* [Records to use]
§ §

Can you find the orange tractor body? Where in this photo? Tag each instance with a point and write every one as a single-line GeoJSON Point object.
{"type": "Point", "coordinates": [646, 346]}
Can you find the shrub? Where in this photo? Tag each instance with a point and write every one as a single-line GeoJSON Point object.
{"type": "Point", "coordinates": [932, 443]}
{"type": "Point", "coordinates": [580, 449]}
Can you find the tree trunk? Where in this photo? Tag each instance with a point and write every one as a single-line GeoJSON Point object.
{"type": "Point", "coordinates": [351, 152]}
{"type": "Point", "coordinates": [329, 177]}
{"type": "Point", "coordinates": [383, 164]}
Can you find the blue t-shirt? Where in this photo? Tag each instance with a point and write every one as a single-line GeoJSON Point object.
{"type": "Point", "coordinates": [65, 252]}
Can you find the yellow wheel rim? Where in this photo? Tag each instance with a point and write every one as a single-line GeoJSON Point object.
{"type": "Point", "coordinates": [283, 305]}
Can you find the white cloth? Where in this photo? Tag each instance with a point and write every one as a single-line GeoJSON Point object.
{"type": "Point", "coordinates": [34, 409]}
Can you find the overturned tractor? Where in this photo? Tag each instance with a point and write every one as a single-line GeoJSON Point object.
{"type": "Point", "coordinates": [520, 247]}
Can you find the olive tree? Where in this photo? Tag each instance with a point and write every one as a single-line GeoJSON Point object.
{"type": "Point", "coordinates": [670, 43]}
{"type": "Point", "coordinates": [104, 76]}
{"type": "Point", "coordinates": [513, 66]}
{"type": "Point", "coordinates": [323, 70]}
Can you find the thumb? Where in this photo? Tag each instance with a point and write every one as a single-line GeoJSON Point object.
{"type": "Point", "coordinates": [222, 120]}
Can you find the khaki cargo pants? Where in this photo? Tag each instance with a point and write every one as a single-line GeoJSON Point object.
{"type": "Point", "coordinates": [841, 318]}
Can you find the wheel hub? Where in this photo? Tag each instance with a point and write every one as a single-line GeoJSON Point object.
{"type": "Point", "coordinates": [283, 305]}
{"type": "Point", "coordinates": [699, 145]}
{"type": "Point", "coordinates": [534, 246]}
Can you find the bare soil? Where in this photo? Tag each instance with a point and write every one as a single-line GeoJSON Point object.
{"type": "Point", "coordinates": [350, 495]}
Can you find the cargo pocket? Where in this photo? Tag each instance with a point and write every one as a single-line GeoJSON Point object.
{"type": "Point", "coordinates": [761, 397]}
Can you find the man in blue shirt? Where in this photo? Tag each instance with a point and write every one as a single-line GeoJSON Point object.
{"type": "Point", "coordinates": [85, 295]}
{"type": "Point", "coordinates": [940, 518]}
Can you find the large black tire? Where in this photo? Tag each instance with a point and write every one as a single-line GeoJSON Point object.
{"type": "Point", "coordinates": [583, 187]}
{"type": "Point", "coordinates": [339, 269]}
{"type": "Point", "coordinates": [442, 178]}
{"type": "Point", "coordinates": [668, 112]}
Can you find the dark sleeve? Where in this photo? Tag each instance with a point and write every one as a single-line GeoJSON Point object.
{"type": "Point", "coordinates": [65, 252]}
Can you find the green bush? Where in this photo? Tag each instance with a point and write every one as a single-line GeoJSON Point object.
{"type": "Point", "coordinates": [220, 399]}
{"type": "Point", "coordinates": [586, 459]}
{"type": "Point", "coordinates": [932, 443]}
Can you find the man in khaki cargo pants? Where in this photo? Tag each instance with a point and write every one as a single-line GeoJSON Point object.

§ §

* [Directions] The listing above should be repeated in its entirety, unchanged.

* [Response box]
Can you find the orange tractor body? Where in this photo? Tag each instance with a point and write every one as a single-line GeoJSON Point object.
{"type": "Point", "coordinates": [646, 346]}
Can you find the shrub? Where in this photo? Tag each instance with a point and write every one as a single-line GeoJSON Point object.
{"type": "Point", "coordinates": [932, 443]}
{"type": "Point", "coordinates": [580, 449]}
Can you find the tree trunk? Where in this photo? Tag each instance with a point and write every one as a single-line GeoJSON Point object.
{"type": "Point", "coordinates": [351, 152]}
{"type": "Point", "coordinates": [329, 177]}
{"type": "Point", "coordinates": [383, 164]}
Can you find the blue t-shirt? Where in this photo? Tag each instance with a point and write every one as a single-line GeoJSON Point object.
{"type": "Point", "coordinates": [65, 252]}
Can you find the yellow wheel rim? Where in this photo? Tag each instance with a point and write every one as a single-line GeoJSON Point object.
{"type": "Point", "coordinates": [283, 305]}
Can you find the white cloth? Where in this photo? Tag each instance with a point and write every one as a single-line GeoJSON Point object.
{"type": "Point", "coordinates": [34, 409]}
Can you find the overturned tractor? Where in this photo? Tag each instance with a point and write every one as a single-line GeoJSON Point object.
{"type": "Point", "coordinates": [520, 247]}
Can you find the olive tree? Where in this photo? Tag each instance with a point and write every one as a single-line GeoJSON Point object.
{"type": "Point", "coordinates": [670, 43]}
{"type": "Point", "coordinates": [104, 76]}
{"type": "Point", "coordinates": [513, 66]}
{"type": "Point", "coordinates": [323, 70]}
Can you find the thumb? Where in this photo? Tag each instance with a point and write every one as a single-line GeoJSON Point object.
{"type": "Point", "coordinates": [222, 120]}
Can you find the khaki cargo pants? Where in this photo? Tag each instance with a point and write every one as a single-line GeoJSON Point object.
{"type": "Point", "coordinates": [841, 318]}
Can you find the wheel hub? Where in this photo? Tag each instance with a point and write every one as a single-line GeoJSON Point object.
{"type": "Point", "coordinates": [283, 305]}
{"type": "Point", "coordinates": [699, 145]}
{"type": "Point", "coordinates": [534, 246]}
Can you find the bare soil? Where in this photo? Tag each instance with a point and write every one as a single-line GeoJSON Point object.
{"type": "Point", "coordinates": [350, 495]}
Can you find the cargo pocket? Where in this photo? Tag each instance with a point and write every one as a single-line GeoJSON Point object.
{"type": "Point", "coordinates": [761, 397]}
Can you find the man in blue shirt? Where in this photo? Tag each instance with a point and write every one as a single-line GeoJSON Point object.
{"type": "Point", "coordinates": [85, 295]}
{"type": "Point", "coordinates": [940, 518]}
Can you find the large black tire? Where in this photo? Tag each instance with a point and write every one as a single-line GeoJSON Point object.
{"type": "Point", "coordinates": [583, 187]}
{"type": "Point", "coordinates": [339, 269]}
{"type": "Point", "coordinates": [442, 178]}
{"type": "Point", "coordinates": [668, 112]}
Can you find the dark sleeve? Where in this photo? Tag each instance with a point and write every one as a single-line GeoJSON Point object.
{"type": "Point", "coordinates": [65, 252]}
Can you find the green bush? Where in this photo? Tag each instance with a point and write every one as a single-line GeoJSON Point object.
{"type": "Point", "coordinates": [220, 399]}
{"type": "Point", "coordinates": [586, 459]}
{"type": "Point", "coordinates": [932, 443]}
Can you find the man in khaki cargo pants? Where in this photo? Tag each instance with a point and write every one as a single-line GeoJSON Point object.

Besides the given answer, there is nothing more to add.